Task objective
Could you copy out everything from the line containing "y=193, one point per instance." down to the line containing "x=195, y=191", putting "exercise" wherever "drill" appears and leaving the rest of those items unchanged?

Records provided

━━━━━━━━

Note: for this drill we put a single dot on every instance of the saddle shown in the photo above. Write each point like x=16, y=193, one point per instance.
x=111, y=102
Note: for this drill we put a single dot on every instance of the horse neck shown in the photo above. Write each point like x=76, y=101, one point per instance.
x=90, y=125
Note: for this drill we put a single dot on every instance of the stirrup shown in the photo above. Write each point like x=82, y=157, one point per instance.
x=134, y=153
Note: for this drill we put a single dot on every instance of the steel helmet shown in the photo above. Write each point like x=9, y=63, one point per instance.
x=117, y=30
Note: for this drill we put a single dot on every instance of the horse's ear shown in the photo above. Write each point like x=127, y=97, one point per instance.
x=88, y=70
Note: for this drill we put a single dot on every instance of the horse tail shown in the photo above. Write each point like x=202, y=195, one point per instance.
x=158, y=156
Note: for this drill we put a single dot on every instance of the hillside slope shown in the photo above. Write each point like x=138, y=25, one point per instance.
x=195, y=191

━━━━━━━━

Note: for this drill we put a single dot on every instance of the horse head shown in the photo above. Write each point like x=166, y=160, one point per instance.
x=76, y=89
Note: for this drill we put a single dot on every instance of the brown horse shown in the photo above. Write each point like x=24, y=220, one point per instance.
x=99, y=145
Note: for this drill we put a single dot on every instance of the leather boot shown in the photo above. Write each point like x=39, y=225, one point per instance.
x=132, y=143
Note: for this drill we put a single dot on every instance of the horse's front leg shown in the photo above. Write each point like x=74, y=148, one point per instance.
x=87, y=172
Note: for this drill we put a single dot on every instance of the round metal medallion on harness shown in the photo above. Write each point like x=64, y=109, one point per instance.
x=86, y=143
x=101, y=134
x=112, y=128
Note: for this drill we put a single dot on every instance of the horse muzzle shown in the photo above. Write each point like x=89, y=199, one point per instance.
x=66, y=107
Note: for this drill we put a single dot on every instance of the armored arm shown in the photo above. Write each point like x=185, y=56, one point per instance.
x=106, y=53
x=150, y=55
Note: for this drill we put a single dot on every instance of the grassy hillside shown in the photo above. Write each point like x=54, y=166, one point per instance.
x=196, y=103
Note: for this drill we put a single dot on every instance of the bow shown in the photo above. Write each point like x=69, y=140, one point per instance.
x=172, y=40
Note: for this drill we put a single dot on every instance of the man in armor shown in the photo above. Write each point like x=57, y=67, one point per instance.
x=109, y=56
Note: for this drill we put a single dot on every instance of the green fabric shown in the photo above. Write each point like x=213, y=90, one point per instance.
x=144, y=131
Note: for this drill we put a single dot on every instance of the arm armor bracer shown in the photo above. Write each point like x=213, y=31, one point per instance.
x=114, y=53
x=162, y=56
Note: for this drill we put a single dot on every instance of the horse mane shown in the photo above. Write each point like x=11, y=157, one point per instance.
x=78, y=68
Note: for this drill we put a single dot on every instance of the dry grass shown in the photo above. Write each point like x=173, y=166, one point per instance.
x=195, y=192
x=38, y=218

━━━━━━━━

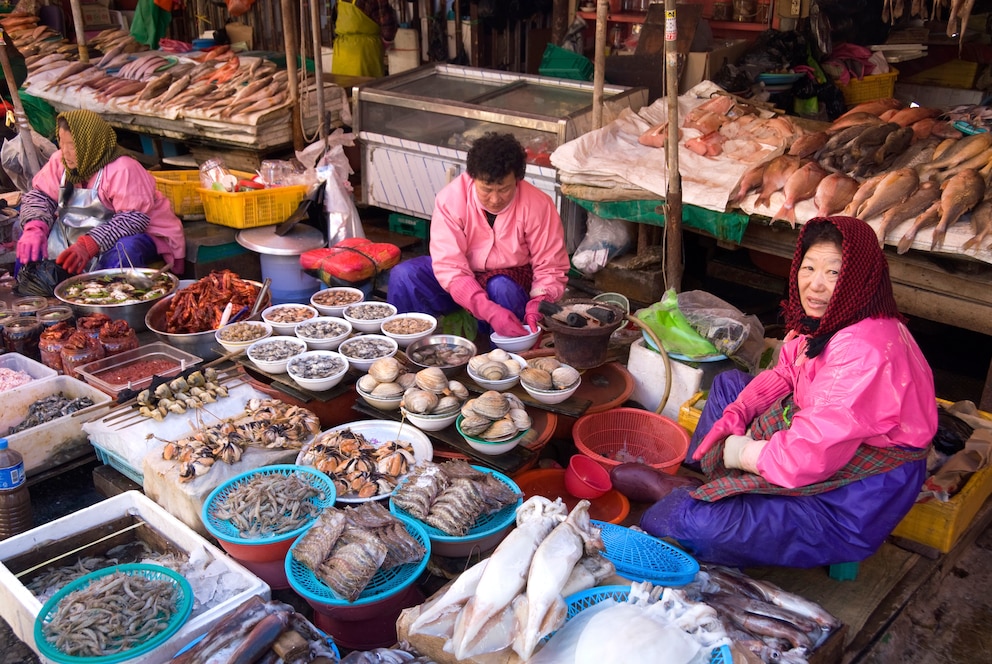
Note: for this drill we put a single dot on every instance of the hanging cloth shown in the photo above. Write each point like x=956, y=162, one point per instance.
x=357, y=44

━━━━━━━━

The reply
Note: for this exercise we put a single dot on every instance of the saddle shown in the photo above. Write each point like x=16, y=193, one point per instance.
x=111, y=102
Note: for this exercise we put a single dot on every instance of the horse neck shown in the photo above. Write each point like x=76, y=101, one point per instance.
x=90, y=125
Note: for this exercise we put a single dot on every instance of the stirrup shown in the photo above. Write each point like x=82, y=157, one point per instance.
x=134, y=153
Note: for this exercise we put a single dot on every instance of the steel helmet shown in the photo above. Write each point like x=9, y=63, one point per instance.
x=117, y=30
Note: for this exercise we put a single dot on every instance of the horse's ear shown in the photo above. Write each point like x=127, y=97, one point per instance.
x=88, y=70
Note: for this exercise we put a single dot on every instance of the horse tail shown in the photo above. Write each point like x=202, y=195, one point per instance.
x=158, y=156
Note: for this exercise we put a single dot on every instance of the hillside slope shown in the photo above. Write each point like x=138, y=25, one point per instance.
x=195, y=191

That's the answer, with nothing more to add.